TASK REQUIREMENTS -
1 > In the interview below, condense the paragraph that opens "Yeah, so in, in the technical sense" into a short bulleted list that keeps its main facts.
2 > According to the interview below, which economist and which decade does the distinction between risk and uncertainty go back to?

PROVIDED PASSAGE -
Gregory McNiff (26:43)

I want to drill down that question, particularly the success of your models versus the Fed model. And I think you point out the Fed was woefully inadequate in running scenarios that led to this breakdown, the housing crisis. And you have a very interesting line in your book that basically you say macro models used by banks assume we live in a world of risk rather than one of uncertainty. Can you unpack that? Why is that different?

Doan Farmer (27:13)

Yeah, so in, in the technical sense there it goes back to a economist named Knight in the 1920s. Uncertainty. He's making a distinction between risk defined here to be a situation where they're pro there things aren't deterministic, you don't know what's going to happen, but the unknown things, the random components, you know, roughly the probabilities attached to them and, and importantly, you know, the possible, the set of possible outcomes. In a world of uncertainty, you don't know the probabilities attached to Uncertain events, you don't know if they're likely or not very likely. And you may not even have the full list of all possible outcomes. I mean, how many people would have predicted a decade ago that we would be sitting with Donald Trump in the White House? And the kind of government we have right now, whether you're on the right or the left, I don't think anybody was predicting that, or a tiny few were. They were quiet about it. So we face uncertainty all the time. And it's important to find ways of modeling the world that can cope with uncertainty, because that's the way it is in the real world. Traditional economic models only assume risk. That is, they assume that the things you don't know, you at least know their probabilities and you know, the list of possibilities. Whereas, you know, the way we make decisions in the real world, we've developed heuristics that allow us to cope in situations where there are a lot of uncertainty. Example. A common heuristic is imitate the best. If you're. You're dealing with an uncertain situation, you're in a crowd of people, you don't know what to do. Well, look around. Does somebody else seem to know what they're doing? Imitate them. I mean, it can lead you off a cliff, but it's probably a better strategy than doing nothing. And. Or trial and error is another great example. Try something. If it doesn't work, try something else. If it works, stick with it. And that kind of evolutionary strategy, people use it all the time in business and elsewhere. I mean, you may use informed choices, you may use your reasoning to inform the choices you make and the things you try. But. But trial and error is a great heuristic. So it's one of many. These are one of many examples of how we make decisions under bounded rationality. And I think it's important to understand that in the way we actually navigate our way through the world.

MATERIAL -
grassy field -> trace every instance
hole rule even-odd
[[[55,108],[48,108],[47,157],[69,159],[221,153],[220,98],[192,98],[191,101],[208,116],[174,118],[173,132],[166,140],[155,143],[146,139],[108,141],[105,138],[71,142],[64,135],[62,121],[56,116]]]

TASK-BY-TASK RESULTS -
1 >
- The distinction between risk and uncertainty goes back to an economist named Knight in the 1920s.
- Under risk, outcomes aren't deterministic, but the probabilities of the random components and the set of possible outcomes are roughly known.
- Under uncertainty, the probabilities are unknown, and the full list of possible outcomes may not be known either. For example, hardly anyone predicted a decade earlier that Donald Trump would be in the White House.
- Uncertainty is constant in the real world, so models need to cope with it. Traditional economic models assume only risk.
- In practice, people handle uncertainty with heuristics:
  - Imitate the best: copy someone who seems to know what they're doing. This can lead you off a cliff, but it is probably better than doing nothing.
  - Trial and error: try something, keep it if it works, and try something else if it doesn't. This evolutionary strategy is widely used in business and elsewhere.
- These heuristics are among many examples of decision-making under bounded rationality, which is important for understanding how we actually navigate the world.

2 > It goes back to an economist named Knight in the 1920s.